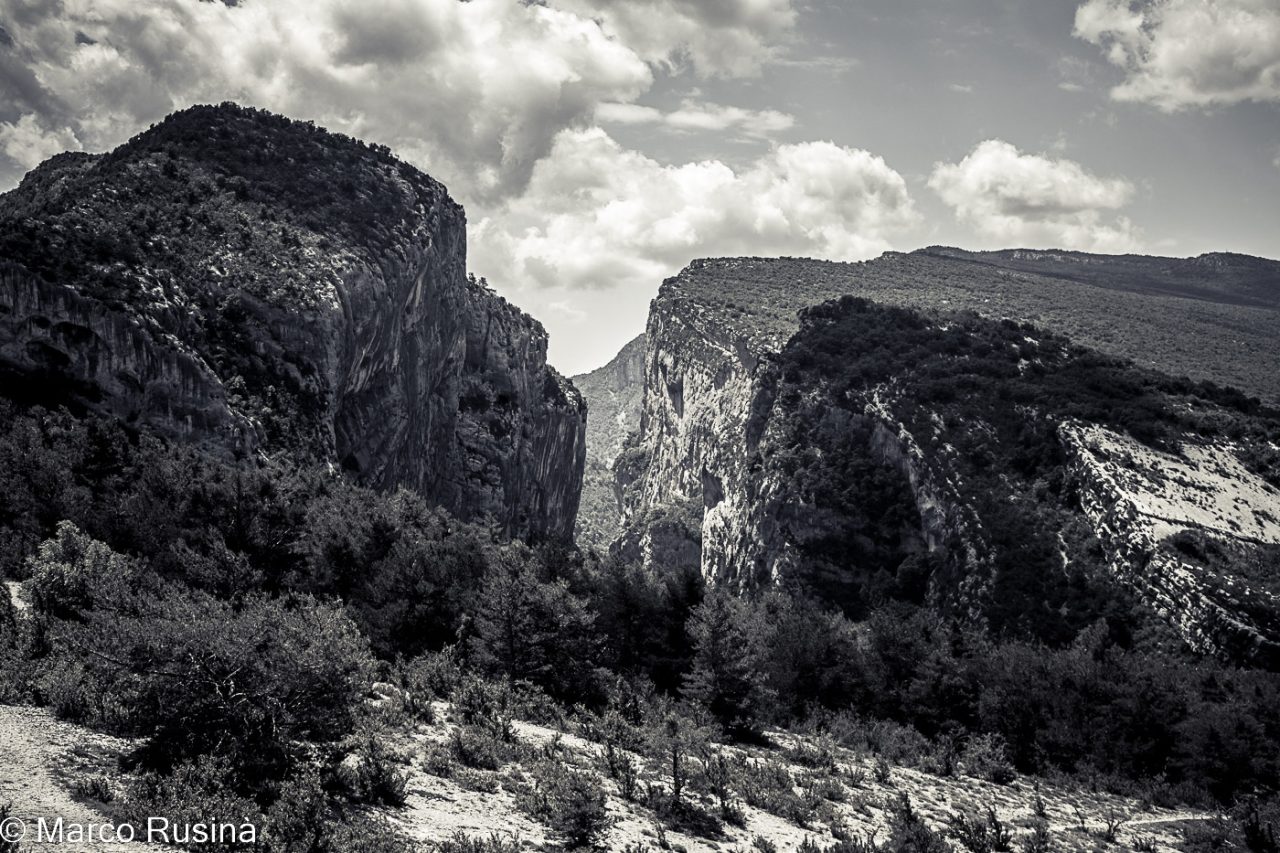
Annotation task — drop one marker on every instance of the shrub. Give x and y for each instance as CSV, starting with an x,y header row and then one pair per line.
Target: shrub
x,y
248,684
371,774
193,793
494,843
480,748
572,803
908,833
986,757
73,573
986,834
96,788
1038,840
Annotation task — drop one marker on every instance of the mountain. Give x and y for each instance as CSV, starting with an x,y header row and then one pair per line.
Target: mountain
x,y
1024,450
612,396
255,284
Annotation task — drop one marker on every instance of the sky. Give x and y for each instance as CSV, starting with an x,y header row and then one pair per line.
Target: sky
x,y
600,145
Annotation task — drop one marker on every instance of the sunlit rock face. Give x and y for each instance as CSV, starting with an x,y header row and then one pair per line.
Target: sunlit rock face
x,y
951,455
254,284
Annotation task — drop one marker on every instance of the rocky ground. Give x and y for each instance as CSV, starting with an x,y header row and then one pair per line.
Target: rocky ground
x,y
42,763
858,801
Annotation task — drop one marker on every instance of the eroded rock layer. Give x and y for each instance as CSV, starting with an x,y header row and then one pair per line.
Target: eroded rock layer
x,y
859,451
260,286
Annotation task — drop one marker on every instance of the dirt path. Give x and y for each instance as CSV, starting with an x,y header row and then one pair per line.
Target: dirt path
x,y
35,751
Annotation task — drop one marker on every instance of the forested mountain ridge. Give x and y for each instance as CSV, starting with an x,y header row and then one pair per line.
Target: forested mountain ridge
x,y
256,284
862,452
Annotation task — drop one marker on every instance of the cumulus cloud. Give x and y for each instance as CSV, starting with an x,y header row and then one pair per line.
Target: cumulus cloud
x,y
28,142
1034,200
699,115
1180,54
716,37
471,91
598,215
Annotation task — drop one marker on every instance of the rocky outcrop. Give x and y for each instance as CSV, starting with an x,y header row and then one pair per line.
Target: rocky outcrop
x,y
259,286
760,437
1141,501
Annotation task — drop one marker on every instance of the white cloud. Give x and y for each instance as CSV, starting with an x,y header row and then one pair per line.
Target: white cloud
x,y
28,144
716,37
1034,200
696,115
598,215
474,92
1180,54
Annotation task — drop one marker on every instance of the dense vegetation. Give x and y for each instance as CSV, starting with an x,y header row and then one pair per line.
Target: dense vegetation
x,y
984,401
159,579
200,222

## WHAT YOU NEED TO DO
Up to and including the line containing "of the mountain.", repeat every line from the start of the data, but none of the pictures.

## WRITTEN RESPONSE
Annotation task — drop one marker on every instance of the shrub. Give x and y for each instance as CSV, starting with an x,y header row and then one pair per line.
Target: shrub
x,y
248,684
371,774
193,793
494,843
480,748
572,803
908,833
986,757
73,573
986,834
96,788
1038,840
Annotation task — drop one marker on every instance of the mountain. Give x and y for each instance as CSV, starting with an x,y header row and then one pair per line.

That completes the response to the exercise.